Stated problem A >> List everything the passage below says strangers imagine or believe about the writer.

Quoted passage >>
────────
I should add that I bought Dawkins memoir last winter and found it to be gassy, self-absorbed, devoid of comic irony. Memoir depends on the latter for its value. A simple way to think of it is to ask yourself what do I know about my habits of mind “now” that I didn’t know last week? Dawkins can’t do this because he’s addicted to deliberative abstraction, which is like being addicted to switch flipping. One pictures early adopters of electric lights, demonstrating for their credulous houseguests what happens when you flip the toggle.

 

On Disability and Not Grabbing

My world is never singular, not self contained. A disability does this for you. I’m not free to imagine the vaporous abstract life privileged Americans believe is their right. I can say with both irony and confidence I’m OK with my representational life, one that’s misunderstood, mistaken, occasionally affirmed and always in the terrain of the outlier. I’m blind and people stare. Some imagine I must be poor. Some think I need the healing powers of prayer. Others believe I might be stupid or contagious. All in all I’m terribly real to pedestrians who see all their prejudices in me.
────────
Stated problem B >> In the records, rewrite the lines from the one with "Exercise. Point out the baby giraffe's eye" through the last line of the records, swapping "Point out" for "Indicate" and leaving all else the same.
────────
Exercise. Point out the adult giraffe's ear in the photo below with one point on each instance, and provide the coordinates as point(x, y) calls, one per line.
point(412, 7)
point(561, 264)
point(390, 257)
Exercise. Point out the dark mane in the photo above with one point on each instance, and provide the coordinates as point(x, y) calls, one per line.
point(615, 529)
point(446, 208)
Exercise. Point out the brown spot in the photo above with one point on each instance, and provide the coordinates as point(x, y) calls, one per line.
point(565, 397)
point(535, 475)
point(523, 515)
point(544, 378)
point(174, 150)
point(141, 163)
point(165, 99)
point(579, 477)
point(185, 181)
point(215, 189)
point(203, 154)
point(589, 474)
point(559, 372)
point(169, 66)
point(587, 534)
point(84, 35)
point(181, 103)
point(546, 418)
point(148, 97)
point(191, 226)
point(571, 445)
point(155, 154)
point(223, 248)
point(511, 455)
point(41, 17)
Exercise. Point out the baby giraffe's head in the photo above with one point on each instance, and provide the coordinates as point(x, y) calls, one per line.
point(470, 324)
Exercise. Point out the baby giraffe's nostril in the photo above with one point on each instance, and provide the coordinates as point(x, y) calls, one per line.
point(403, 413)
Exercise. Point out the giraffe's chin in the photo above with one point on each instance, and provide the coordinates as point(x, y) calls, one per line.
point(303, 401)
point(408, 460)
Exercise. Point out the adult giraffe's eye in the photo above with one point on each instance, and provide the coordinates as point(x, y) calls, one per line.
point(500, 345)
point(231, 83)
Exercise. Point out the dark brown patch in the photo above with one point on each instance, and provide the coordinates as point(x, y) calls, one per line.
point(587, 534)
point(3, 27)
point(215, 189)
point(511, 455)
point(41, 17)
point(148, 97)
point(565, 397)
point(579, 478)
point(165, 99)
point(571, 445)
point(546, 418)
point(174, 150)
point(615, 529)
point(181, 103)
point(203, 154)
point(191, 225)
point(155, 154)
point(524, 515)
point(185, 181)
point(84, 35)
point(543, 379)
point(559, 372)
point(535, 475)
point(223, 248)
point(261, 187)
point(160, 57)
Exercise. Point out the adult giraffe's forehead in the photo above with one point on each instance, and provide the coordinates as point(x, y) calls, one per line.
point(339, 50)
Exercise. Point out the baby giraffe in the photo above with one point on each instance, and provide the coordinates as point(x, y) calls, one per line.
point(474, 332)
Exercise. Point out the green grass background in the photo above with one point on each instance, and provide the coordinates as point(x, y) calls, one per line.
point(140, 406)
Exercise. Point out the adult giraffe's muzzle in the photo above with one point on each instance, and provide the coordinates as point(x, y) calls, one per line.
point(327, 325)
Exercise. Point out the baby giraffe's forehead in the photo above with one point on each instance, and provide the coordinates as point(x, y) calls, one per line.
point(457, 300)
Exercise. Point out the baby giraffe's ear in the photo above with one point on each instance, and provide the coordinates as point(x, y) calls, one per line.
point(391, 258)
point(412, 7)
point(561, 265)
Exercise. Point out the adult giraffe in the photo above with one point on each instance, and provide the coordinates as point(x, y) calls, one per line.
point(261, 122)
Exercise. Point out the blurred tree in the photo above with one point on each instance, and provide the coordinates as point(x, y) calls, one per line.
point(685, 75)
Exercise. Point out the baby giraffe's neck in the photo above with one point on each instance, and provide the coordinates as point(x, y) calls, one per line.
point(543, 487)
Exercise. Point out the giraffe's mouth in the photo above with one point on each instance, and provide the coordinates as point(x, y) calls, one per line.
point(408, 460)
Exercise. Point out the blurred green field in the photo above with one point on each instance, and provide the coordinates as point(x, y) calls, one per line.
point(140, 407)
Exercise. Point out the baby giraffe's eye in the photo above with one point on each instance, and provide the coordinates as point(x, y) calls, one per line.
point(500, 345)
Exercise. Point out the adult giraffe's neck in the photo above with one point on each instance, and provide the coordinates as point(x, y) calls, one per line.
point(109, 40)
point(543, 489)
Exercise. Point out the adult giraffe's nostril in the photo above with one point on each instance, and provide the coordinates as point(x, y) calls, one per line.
────────
Exercise solution A >>
- Poor
- In need of the healing powers of prayer
- Stupid
- Contagious

Exercise solution B >>
Exercise. Indicate the baby giraffe's eye in the photo above with one point on each instance, and provide the coordinates as point(x, y) calls, one per line.
point(500, 345)
Exercise. Indicate the adult giraffe's neck in the photo above with one point on each instance, and provide the coordinates as point(x, y) calls, one per line.
point(109, 40)
point(543, 489)
Exercise. Indicate the adult giraffe's nostril in the photo above with one point on each instance, and provide the coordinates as point(x, y) calls, one per line.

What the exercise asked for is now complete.